→ What to do
Give the entries again, exactly as they stand.

→ The data
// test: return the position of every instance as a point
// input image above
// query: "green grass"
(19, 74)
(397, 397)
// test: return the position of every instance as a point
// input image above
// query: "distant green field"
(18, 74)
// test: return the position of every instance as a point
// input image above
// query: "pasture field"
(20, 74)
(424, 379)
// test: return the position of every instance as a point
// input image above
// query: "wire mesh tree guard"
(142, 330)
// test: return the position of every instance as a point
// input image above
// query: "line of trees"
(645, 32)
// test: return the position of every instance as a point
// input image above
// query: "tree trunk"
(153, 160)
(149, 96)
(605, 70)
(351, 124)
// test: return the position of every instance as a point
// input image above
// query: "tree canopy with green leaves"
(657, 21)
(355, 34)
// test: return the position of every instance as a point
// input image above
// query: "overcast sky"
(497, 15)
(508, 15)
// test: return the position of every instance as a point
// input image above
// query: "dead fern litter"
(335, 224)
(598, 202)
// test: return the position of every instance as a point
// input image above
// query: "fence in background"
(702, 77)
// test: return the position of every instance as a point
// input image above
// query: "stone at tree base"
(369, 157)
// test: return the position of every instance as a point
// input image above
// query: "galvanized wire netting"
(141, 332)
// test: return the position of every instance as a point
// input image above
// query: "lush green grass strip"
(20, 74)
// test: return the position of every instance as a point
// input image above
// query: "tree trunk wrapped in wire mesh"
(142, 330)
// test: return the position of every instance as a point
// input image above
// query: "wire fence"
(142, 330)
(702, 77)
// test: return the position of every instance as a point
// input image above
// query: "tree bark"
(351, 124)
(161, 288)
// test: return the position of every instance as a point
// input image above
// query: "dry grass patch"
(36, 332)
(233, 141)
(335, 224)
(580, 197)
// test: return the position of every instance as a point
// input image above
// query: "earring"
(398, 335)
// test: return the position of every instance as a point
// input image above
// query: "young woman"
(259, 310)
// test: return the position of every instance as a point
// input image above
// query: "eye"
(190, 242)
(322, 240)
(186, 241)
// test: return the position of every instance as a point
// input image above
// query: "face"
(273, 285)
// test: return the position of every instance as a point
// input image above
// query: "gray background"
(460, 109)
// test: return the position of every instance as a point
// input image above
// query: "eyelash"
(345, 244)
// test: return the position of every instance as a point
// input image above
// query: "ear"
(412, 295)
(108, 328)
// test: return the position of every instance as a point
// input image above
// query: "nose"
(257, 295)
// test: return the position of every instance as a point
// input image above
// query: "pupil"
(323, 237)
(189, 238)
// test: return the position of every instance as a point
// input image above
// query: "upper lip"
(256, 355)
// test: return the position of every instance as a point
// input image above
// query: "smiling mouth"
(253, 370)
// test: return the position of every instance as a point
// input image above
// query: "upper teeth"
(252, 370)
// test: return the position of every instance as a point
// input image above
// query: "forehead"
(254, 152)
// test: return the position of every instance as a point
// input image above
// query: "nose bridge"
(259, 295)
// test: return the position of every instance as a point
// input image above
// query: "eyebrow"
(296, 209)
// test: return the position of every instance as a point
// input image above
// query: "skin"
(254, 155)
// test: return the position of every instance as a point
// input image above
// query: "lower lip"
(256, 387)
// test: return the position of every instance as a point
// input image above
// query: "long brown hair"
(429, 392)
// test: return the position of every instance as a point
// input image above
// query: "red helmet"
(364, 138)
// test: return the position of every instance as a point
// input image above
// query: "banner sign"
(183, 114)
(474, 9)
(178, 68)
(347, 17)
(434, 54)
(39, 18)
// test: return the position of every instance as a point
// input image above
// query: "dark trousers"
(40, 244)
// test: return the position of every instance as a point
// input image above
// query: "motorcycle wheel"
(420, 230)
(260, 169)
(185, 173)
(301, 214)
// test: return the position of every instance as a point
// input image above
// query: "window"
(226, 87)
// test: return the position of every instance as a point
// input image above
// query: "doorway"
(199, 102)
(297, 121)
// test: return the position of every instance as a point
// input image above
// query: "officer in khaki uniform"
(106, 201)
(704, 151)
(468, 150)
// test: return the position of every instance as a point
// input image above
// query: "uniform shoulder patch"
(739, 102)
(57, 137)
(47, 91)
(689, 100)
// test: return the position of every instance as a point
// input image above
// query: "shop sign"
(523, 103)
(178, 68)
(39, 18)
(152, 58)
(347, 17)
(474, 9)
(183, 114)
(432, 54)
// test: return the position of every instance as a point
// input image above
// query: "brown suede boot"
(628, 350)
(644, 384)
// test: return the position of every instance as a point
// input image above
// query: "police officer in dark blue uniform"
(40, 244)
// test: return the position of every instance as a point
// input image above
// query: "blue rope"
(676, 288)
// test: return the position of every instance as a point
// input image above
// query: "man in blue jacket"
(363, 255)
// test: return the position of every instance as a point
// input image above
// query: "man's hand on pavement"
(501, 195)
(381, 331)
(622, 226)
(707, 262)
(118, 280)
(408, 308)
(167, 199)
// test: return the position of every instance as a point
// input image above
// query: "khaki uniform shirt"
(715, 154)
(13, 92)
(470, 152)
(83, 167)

→ Your solution
// test: return the position of every instance as a point
// input image above
// query: "green grass"
(19, 74)
(397, 397)
// test: return the position of every instance as a point
// input image above
// query: "distant green field"
(18, 74)
// test: return the position of every instance as a point
// input image above
// query: "pasture field"
(20, 74)
(424, 379)
// test: return the position of every instance as a point
// input image above
// query: "wire mesh tree guard"
(142, 330)
// test: return the position of every instance as a point
// input image above
// query: "line of trees"
(645, 32)
// test: return the position of every instance as a point
// input image above
// query: "tree trunk"
(153, 160)
(149, 96)
(605, 70)
(351, 124)
// test: return the position of every instance as a point
// input image above
// query: "tree canopy with green leaves"
(657, 21)
(355, 34)
// test: return the position of every instance as a point
// input image above
// query: "overcast sky"
(497, 15)
(508, 15)
// test: return the position of every instance as a point
// input image above
// query: "dead fern litter"
(335, 224)
(598, 202)
// test: return the position of every instance as a point
// input image above
// query: "fence in background"
(702, 77)
// test: return the position of every instance as a point
// input image above
// query: "stone at tree base"
(369, 157)
// test: return the position of every instance as a point
// input image above
// query: "galvanized wire netting"
(141, 332)
// test: return the position of every instance as a point
// input image above
// query: "lush green grass strip"
(20, 74)
// test: return the position of every instance as a point
// input image above
// query: "tree trunk wrapped in wire mesh"
(142, 330)
// test: return the position of every instance as a point
// input image above
// query: "wire fence"
(142, 330)
(702, 77)
// test: return the position of every instance as a point
// input image above
// query: "tree bark"
(351, 124)
(161, 288)
// test: return the position of every instance as a point
// input image above
// query: "dry grass patch"
(36, 332)
(233, 141)
(335, 224)
(580, 197)
// test: return the position of every instance as a point
// input image above
// query: "earring"
(398, 335)
// test: return the position of every instance as a point
// input image above
// query: "young woman"
(259, 310)
// test: return the position of every instance as a point
// input image above
// query: "eye"
(190, 242)
(322, 240)
(186, 241)
// test: return the position of every instance as a point
// input image above
// query: "face"
(273, 285)
// test: return the position of every instance as a point
// input image above
// query: "gray background"
(460, 109)
// test: return the position of every instance as a point
// input image above
// query: "eyelash"
(345, 244)
// test: return the position of every instance as a point
// input image above
// query: "ear"
(412, 295)
(108, 328)
// test: return the position of every instance as a point
// input image above
// query: "nose"
(257, 295)
// test: return the position of every instance as a point
// input image above
// query: "pupil"
(323, 237)
(189, 238)
// test: return the position of every instance as a point
// input image above
// query: "upper lip"
(256, 355)
// test: return the position of every instance as a point
// input image above
// query: "smiling mouth"
(253, 370)
// test: return the position of every instance as a point
// input image above
// query: "upper teeth"
(252, 370)
// test: return the position of every instance as a point
// input image above
// query: "forehead"
(254, 152)
// test: return the position of every instance as a point
// input image above
// query: "nose bridge"
(259, 295)
// test: return the position of every instance as a point
// input image above
// query: "eyebrow"
(296, 209)
// test: return the position of every instance as a point
// input image above
// query: "skin"
(254, 155)
// test: return the position of every instance as a point
// input image above
// query: "lower lip"
(256, 387)
// test: return the position of every instance as a point
// input image above
// query: "long brown hair"
(429, 392)
// test: return the position of every instance as a point
// input image above
// query: "red helmet"
(364, 138)
// test: return the position of every instance as a point
// input image above
// query: "banner sign"
(183, 114)
(474, 9)
(178, 68)
(347, 17)
(434, 54)
(39, 18)
// test: return the position of every instance as a point
// input image above
// query: "dark trousers"
(40, 244)
// test: return the position of every instance as a point
// input image above
// query: "motorcycle wheel"
(420, 230)
(260, 169)
(185, 173)
(301, 214)
// test: return the position of every instance as a point
// input image above
// query: "window"
(226, 87)
// test: return the position of every instance as a point
// input image above
// query: "doorway"
(199, 102)
(297, 121)
// test: return the position of every instance as a point
// input image above
// query: "officer in khaki uniform"
(106, 201)
(704, 151)
(468, 150)
// test: return the position of every instance as a point
// input image above
// query: "uniform shoulder patch"
(739, 102)
(57, 137)
(47, 91)
(689, 100)
// test: return the position of every instance as a point
// input image above
// query: "shop sign"
(523, 103)
(178, 68)
(39, 18)
(152, 58)
(347, 17)
(474, 9)
(183, 114)
(432, 54)
// test: return the position of every instance as a point
// input image above
// query: "brown suede boot"
(628, 350)
(644, 384)
// test: return the position of every instance as a point
// input image above
// query: "police officer in dark blue uniform"
(40, 244)
// test: return the position of every instance as a point
// input image above
// query: "blue rope"
(676, 288)
// test: return the position of every instance as a point
// input image above
// query: "man in blue jacket"
(363, 255)
// test: return the position of every instance as a point
// input image above
// query: "man's hand on pavement"
(501, 195)
(381, 331)
(622, 226)
(707, 262)
(118, 280)
(408, 308)
(167, 199)
// test: return the position of every instance as a point
// input image above
// query: "khaki uniform shirt"
(715, 154)
(13, 92)
(470, 152)
(83, 167)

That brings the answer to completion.